Dataset entries below:
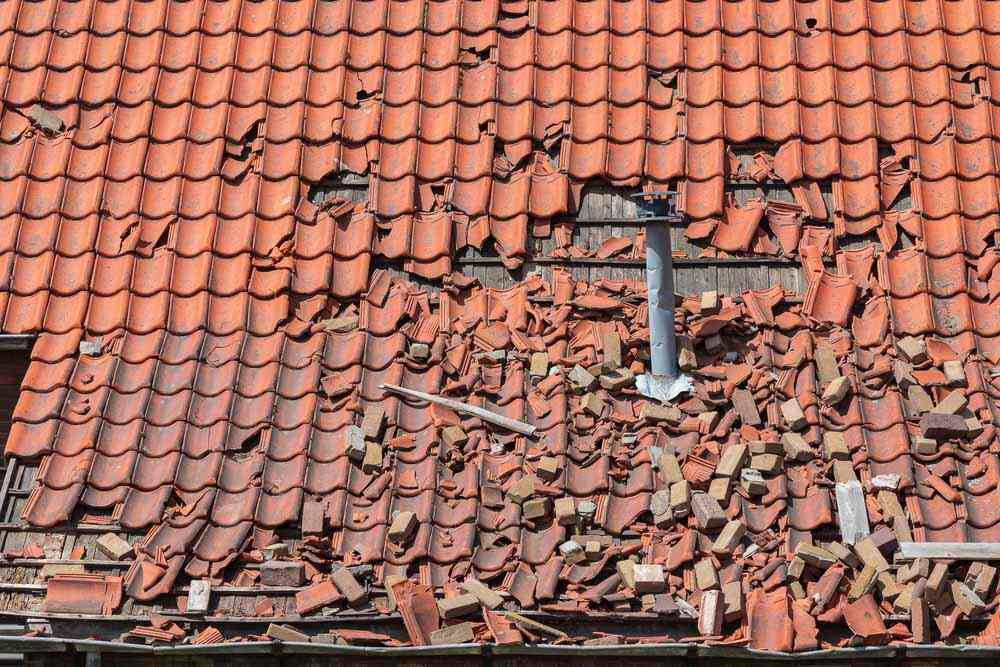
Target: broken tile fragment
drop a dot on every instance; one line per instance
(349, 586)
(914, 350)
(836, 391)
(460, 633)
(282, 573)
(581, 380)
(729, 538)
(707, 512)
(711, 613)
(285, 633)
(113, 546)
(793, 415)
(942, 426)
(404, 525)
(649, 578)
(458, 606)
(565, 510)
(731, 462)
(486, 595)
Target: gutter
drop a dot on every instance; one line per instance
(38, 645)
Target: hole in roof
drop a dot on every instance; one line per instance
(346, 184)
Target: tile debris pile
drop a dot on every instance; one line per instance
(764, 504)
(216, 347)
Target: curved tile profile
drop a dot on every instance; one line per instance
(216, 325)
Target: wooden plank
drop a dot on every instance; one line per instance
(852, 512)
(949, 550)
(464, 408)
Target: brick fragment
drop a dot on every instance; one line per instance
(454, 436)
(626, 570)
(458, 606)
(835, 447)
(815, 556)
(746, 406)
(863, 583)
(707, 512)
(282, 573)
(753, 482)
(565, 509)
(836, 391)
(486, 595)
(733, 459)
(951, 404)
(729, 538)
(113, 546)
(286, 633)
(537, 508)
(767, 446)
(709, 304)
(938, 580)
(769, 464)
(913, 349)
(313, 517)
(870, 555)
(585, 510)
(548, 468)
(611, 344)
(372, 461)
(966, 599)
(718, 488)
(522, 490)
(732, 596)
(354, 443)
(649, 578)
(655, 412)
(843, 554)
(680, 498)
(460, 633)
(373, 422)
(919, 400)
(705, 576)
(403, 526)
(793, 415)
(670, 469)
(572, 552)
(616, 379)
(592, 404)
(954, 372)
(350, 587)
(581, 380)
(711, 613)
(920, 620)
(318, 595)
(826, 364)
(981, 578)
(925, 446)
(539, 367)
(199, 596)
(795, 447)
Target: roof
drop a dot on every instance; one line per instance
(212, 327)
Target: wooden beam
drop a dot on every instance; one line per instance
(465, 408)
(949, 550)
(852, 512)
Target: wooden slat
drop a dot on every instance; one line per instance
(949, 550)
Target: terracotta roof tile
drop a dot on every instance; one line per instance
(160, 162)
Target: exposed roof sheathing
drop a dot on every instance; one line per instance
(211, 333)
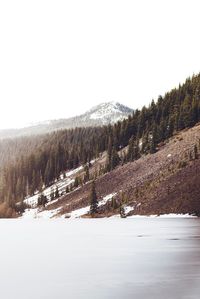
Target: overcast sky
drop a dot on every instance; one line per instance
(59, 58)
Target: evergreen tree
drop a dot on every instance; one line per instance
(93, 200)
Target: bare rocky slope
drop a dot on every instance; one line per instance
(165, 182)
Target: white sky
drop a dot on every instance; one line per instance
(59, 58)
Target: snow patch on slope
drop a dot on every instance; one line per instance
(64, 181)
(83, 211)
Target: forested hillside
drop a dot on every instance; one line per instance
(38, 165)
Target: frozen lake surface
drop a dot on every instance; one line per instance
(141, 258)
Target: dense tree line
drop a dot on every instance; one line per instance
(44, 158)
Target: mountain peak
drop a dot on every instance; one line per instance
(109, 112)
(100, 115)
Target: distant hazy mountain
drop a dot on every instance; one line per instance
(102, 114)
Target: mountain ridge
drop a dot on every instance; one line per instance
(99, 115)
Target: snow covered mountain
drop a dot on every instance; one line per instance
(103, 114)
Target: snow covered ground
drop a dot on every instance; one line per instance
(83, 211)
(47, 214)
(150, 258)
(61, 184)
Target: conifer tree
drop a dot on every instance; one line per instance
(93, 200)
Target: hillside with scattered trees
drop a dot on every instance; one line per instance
End of Dataset entries.
■ **Action item**:
Both the line containing "Target: exposed roof sheathing" and the line containing "Target: bare rocky slope" above belong in the output, as do the lines between them. Print them exactly, without pictures.

■ **Exercise result**:
Target: exposed roof sheathing
drop a dot on every instance; one line per instance
(211, 333)
Target: overcast sky
drop a dot on every instance; one line per instance
(59, 58)
Target: evergreen tree
drop a dot on every instance; one line per instance
(93, 200)
Target: bare rocky slope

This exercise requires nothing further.